Work task:
Your task is to set down the records below again, exactly.

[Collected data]
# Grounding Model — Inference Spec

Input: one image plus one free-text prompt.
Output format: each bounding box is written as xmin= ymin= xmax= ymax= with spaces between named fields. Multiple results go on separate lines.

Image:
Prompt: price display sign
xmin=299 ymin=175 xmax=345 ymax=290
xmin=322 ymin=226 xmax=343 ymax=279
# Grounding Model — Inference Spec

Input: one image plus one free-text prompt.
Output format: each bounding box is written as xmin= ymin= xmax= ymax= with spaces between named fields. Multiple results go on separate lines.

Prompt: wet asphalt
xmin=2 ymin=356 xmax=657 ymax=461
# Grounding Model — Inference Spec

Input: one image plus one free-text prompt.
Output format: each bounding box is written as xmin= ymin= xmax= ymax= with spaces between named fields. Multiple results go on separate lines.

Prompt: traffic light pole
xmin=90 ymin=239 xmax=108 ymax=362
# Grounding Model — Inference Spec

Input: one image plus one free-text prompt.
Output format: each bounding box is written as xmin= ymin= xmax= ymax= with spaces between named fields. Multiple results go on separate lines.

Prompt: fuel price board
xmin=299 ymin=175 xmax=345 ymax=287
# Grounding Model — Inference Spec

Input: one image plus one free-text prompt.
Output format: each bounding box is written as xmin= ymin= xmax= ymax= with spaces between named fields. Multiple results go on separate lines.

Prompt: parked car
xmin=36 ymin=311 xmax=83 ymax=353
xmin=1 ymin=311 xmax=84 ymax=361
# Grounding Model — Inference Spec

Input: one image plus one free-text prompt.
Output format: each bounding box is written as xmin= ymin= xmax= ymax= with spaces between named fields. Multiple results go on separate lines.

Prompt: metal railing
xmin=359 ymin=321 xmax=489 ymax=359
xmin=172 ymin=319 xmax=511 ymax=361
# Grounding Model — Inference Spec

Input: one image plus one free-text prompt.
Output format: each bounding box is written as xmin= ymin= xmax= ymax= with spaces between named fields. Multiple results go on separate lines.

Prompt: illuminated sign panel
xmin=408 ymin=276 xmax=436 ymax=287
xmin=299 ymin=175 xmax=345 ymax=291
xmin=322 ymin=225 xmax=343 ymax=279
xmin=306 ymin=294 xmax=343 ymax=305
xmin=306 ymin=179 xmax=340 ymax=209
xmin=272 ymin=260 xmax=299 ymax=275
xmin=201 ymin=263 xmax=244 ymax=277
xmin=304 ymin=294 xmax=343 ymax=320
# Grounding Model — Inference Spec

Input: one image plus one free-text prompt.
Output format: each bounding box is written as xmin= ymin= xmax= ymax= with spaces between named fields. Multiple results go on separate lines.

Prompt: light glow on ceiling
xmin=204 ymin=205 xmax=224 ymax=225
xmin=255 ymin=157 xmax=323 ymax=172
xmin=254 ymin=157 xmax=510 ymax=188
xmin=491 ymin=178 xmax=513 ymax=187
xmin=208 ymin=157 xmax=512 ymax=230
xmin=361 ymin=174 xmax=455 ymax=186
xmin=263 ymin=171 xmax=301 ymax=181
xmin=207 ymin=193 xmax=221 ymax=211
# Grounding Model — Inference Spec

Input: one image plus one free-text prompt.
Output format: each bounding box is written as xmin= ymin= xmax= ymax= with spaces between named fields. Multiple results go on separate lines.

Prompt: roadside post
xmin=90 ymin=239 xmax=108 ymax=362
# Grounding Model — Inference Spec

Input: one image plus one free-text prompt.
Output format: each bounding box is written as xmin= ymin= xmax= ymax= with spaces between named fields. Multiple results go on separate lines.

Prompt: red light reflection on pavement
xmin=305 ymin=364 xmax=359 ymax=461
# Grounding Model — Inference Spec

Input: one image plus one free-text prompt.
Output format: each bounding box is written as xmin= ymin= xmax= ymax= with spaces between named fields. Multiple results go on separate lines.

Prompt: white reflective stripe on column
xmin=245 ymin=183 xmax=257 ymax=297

Output for this exercise:
# Grounding Model — Inference Spec

Input: one image plus one free-text prompt.
Output format: each bounding box is written as xmin= ymin= xmax= ymax= with spaces between named fields. Multiple results go on separate lines.

Image:
Prompt: price display sign
xmin=299 ymin=175 xmax=345 ymax=290
xmin=322 ymin=226 xmax=343 ymax=279
# Grounding Model — Inference Spec

Input: one image plus one free-text prompt.
Output format: each bounding box is written as xmin= ymin= xmax= ymax= with spaces between named fields. Multiple results go on separate lines.

Prompt: wet asphalt
xmin=2 ymin=356 xmax=657 ymax=461
# Grounding Model — Inference Spec

Input: one image plus one free-text prompt.
Output format: each bounding box is written as xmin= ymin= xmax= ymax= with spaces between named fields. Multiple results go on separate lines.

Prompt: traffic light pole
xmin=90 ymin=239 xmax=108 ymax=362
# Grounding Model — Inference Spec

Input: one image plus one free-text prompt.
Output format: each bounding box is written as xmin= ymin= xmax= ymax= with spaces between named fields. Multiple results go on separate lines.

Prompt: fuel price board
xmin=299 ymin=175 xmax=345 ymax=287
# Grounding Model — Inference Spec

Input: one image plus one free-text prompt.
Output format: each bounding box is written as xmin= ymin= xmax= ymax= with spaces between named fields. Multiple results go on separate lines.

Prompt: parked car
xmin=36 ymin=311 xmax=83 ymax=353
xmin=1 ymin=311 xmax=84 ymax=361
# Grounding Model — Inference Spec

Input: one image plus one free-text prompt.
Output format: each bounding box is written as xmin= ymin= xmax= ymax= with spaces between named fields. Multiple results go on separate lines.

Prompt: metal railing
xmin=359 ymin=321 xmax=489 ymax=359
xmin=172 ymin=319 xmax=511 ymax=361
# Grounding Model — Inference Spec

Input: one image plus one free-text prompt.
Output format: each bounding box is written as xmin= ymin= xmax= ymax= with spaces between named fields. Multiple results go on separate lines.

Prompt: illuminated sign panel
xmin=408 ymin=276 xmax=436 ymax=287
xmin=299 ymin=175 xmax=345 ymax=291
xmin=322 ymin=225 xmax=343 ymax=279
xmin=306 ymin=294 xmax=343 ymax=305
xmin=306 ymin=179 xmax=340 ymax=209
xmin=272 ymin=260 xmax=299 ymax=275
xmin=201 ymin=263 xmax=244 ymax=277
xmin=304 ymin=294 xmax=343 ymax=320
# Grounding Model — Inference Spec

Input: one image plus one free-text prompt.
Output format: each bounding box is written as xmin= ymin= xmax= ymax= with spaces between named fields. Multiple results go on separate lines.

Prompt: light glow on ceiling
xmin=204 ymin=205 xmax=224 ymax=225
xmin=255 ymin=157 xmax=323 ymax=172
xmin=254 ymin=157 xmax=510 ymax=188
xmin=491 ymin=178 xmax=513 ymax=187
xmin=208 ymin=157 xmax=512 ymax=230
xmin=361 ymin=174 xmax=455 ymax=186
xmin=263 ymin=171 xmax=301 ymax=181
xmin=207 ymin=193 xmax=221 ymax=211
# Grounding Model — Inference Spec

Input: one image plus one free-text prompt.
Output format: each bounding box is written as xmin= ymin= xmax= ymax= with spaces between named fields. Multiple results go on separate lines.

Prompt: roadside post
xmin=90 ymin=239 xmax=108 ymax=362
# Grounding Model — Inference Spec

Input: one image plus one free-text prompt.
Output format: each bounding box is written as xmin= ymin= xmax= ymax= with spaces between named fields. Multiple results go on separate lines.

Prompt: red light reflection on pavement
xmin=305 ymin=364 xmax=359 ymax=461
# Grounding Model — Inference Spec

Input: one image plus one free-text prompt.
Output format: each bounding box is written as xmin= ymin= xmax= ymax= with spaces between named fields. Multiple results go on separate lines.

Prompt: white reflective stripe on column
xmin=245 ymin=183 xmax=257 ymax=297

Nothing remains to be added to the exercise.